Page text »
-.-.-

# real-time-voice-cloning

**Repository Path**: mirrors/real-time-voice-cloning

## Basic Information

- **Project Name**: real-time-voice-cloning
- **Description**: Real-Time Voice Cloning 是“Transfer Learning from Speaker Verification to Multispeaker Text
- **Primary Language**: Python
- **License**: MIT
- **Default Branch**: master
- **Homepage**: None
- **GVP Project**: No

## Statistics

- **Stars**: 92
- **Forks**: 37
- **Created**: 2019-08-22
- **Last Updated**: 2025-09-27

## Categories & Tags

**Categories**: tts

**Tags**: None

## README

# Real-Time Voice Cloning

This repository is an implementation of [Transfer Learning from Speaker Verification to
Multispeaker Text-To-Speech Synthesis](https://arxiv.org/pdf/1806.04558.pdf) (SV2TTS) with a vocoder that works in real-time. This was my [master's thesis](https://matheo.uliege.be/handle/2268.2/6801).

SV2TTS is a deep learning framework in three stages. In the first stage, one creates a digital representation of a voice from a few seconds of audio. In the second and third stages, this representation is used as reference to generate speech given arbitrary text.

**Video demonstration** (click the picture):

[![Toolbox demo](https://i.imgur.com/8lFUlgz.png)](https://www.youtube.com/watch?v=-O_hYhToKoA)

-.-.-

[Saved dataset items]

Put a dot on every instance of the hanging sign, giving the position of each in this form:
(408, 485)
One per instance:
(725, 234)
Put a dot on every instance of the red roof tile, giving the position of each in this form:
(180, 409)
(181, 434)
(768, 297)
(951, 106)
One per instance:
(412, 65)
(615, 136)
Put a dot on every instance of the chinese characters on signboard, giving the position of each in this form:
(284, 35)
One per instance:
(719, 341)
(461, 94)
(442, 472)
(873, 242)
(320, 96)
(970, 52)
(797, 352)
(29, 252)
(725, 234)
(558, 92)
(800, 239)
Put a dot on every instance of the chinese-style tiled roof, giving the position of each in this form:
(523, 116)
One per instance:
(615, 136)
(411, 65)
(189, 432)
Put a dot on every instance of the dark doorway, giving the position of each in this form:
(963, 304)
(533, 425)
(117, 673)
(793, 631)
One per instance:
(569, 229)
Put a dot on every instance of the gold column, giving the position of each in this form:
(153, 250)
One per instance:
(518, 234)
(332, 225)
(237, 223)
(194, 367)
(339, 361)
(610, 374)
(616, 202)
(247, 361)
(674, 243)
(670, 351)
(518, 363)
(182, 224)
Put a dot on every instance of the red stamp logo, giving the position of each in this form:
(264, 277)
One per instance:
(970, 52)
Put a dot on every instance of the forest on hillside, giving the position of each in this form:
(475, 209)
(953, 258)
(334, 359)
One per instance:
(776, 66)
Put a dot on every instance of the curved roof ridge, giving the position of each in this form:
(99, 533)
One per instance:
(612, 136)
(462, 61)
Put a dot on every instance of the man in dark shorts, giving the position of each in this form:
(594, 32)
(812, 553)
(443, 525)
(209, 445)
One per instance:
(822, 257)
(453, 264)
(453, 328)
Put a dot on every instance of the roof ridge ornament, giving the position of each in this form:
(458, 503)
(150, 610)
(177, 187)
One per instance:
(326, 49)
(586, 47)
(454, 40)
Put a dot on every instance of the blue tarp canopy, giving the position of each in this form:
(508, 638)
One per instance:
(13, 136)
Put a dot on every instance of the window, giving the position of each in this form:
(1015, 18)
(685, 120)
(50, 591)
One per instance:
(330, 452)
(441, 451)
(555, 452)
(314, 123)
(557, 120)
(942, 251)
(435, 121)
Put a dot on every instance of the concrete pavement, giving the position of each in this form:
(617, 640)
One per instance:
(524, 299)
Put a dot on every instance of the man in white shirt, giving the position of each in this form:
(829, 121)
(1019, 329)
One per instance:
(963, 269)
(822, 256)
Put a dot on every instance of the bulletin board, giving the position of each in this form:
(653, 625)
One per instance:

-.-.-

What to do » Return the stretch of the voice cloning repository page from "This repository is" through "given arbitrary text.", copied word for word.

Worked answer »
This repository is an implementation of [Transfer Learning from Speaker Verification to
Multispeaker Text-To-Speech Synthesis](https://arxiv.org/pdf/1806.04558.pdf) (SV2TTS) with a vocoder that works in real-time. This was my [master's thesis](https://matheo.uliege.be/handle/2268.2/6801).

SV2TTS is a deep learning framework in three stages. In the first stage, one creates a digital representation of a voice from a few seconds of audio. In the second and third stages, this representation is used as reference to generate speech given arbitrary text.